Saved entries
§ §

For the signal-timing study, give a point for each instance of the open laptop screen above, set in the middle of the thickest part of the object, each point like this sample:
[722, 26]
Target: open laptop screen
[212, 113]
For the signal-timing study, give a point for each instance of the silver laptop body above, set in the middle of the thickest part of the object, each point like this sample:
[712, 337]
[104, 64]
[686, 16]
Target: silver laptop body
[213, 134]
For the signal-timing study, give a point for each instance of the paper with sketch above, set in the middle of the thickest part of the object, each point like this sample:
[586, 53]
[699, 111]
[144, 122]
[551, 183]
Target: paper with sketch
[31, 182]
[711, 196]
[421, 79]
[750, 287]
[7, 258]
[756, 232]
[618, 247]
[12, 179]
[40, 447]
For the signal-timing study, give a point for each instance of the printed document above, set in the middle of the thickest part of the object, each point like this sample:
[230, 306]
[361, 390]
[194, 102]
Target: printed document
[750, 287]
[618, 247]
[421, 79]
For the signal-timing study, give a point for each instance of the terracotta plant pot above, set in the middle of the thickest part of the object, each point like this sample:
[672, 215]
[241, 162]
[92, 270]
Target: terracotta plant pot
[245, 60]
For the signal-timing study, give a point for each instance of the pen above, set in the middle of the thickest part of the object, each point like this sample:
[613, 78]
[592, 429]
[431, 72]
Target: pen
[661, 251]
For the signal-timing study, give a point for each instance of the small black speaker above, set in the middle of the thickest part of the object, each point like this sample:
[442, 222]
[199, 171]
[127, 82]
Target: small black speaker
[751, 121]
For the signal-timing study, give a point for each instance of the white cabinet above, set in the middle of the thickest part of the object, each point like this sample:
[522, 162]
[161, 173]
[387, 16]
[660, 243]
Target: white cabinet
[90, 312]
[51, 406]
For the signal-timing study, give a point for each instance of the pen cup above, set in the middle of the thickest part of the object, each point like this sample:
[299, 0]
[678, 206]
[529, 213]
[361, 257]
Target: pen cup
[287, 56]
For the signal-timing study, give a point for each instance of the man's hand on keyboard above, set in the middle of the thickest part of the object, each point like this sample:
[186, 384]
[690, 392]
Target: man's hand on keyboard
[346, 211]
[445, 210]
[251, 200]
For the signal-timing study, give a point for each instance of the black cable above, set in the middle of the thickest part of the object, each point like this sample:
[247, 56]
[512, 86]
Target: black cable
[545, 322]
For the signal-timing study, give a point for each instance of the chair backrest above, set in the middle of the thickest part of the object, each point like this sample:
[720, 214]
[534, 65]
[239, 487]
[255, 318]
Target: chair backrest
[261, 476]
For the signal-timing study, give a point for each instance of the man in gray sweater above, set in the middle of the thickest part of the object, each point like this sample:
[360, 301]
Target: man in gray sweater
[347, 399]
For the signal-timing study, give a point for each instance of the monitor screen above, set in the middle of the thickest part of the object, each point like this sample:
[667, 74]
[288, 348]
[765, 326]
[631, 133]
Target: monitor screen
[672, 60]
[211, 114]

§ §

- _What is expected_
Each line above must be retyped exactly.

- _Solved problem_
For the signal-timing study, give a point for each instance of the open laptop screen above, set in the middle of the thickest part of the object, each point like this sample:
[722, 26]
Target: open laptop screen
[212, 113]
For the signal-timing study, give a point for each instance of the silver laptop body above, set in the middle of the thickest part of the object, each point like this sample:
[712, 337]
[104, 64]
[686, 16]
Target: silver laptop body
[213, 134]
For the signal-timing study, give a point for each instance of the paper with sketch above, set in the middle of the thickest part of the object, each point like this sample:
[586, 53]
[699, 111]
[144, 122]
[551, 183]
Target: paper with sketch
[31, 182]
[711, 196]
[421, 79]
[750, 287]
[7, 258]
[756, 232]
[618, 247]
[12, 179]
[40, 447]
For the signal-timing study, give a point for each instance of the printed document above, set in the middle of the thickest part of the object, each point like this sample:
[230, 306]
[361, 390]
[194, 102]
Target: printed document
[750, 287]
[618, 247]
[421, 79]
For the signal-timing study, give a point for each instance of the terracotta plant pot above, set in the middle of the thickest part of the object, each point like this sample:
[672, 215]
[241, 162]
[92, 270]
Target: terracotta plant pot
[245, 60]
For the signal-timing study, give a point for each instance of the pen above, set in the middle of the thickest part of the object, each point like this sample:
[613, 78]
[592, 429]
[431, 72]
Target: pen
[661, 251]
For the signal-timing study, give a point for each instance of the small black speaker above, set in the middle of the thickest part of the object, each point like this sample:
[442, 222]
[199, 171]
[127, 82]
Target: small black speaker
[751, 121]
For the signal-timing study, give a point for each instance of the white cabinet above, set in the middle of the thickest part of the object, each point like this sample:
[522, 162]
[161, 173]
[387, 16]
[660, 243]
Target: white cabinet
[90, 312]
[51, 406]
For the signal-timing study, give a point for each instance of the pen cup above, set in the middle of the thickest part of the object, each point like this sample:
[299, 0]
[678, 206]
[529, 213]
[361, 257]
Target: pen cup
[287, 56]
For the signal-timing study, give a point for each instance of the man's hand on keyboard above, set in the middle of the thickest part of the object, each point like this sample:
[186, 384]
[690, 392]
Target: man's hand on keyboard
[346, 211]
[445, 210]
[251, 200]
For the signal-timing study, give a point for each instance of the black cable above, set in the middle of the thickest part of the object, each point like this sample:
[247, 56]
[512, 86]
Target: black cable
[545, 322]
For the signal-timing study, give a point for each instance of the chair backrest above, set in the middle of the thickest part of the object, each point like this sample:
[720, 214]
[534, 65]
[239, 487]
[255, 318]
Target: chair backrest
[261, 476]
For the signal-timing study, give a point for each instance of the man in gray sweater above, set in the middle of the thickest part of the object, each point like this sample:
[360, 301]
Target: man in gray sweater
[347, 399]
For the signal-timing study, give a point for each instance of the monitor screen above, set in the middle of the thickest part of the object, each point like this sample:
[667, 74]
[288, 348]
[765, 326]
[631, 133]
Target: monitor screen
[672, 60]
[211, 114]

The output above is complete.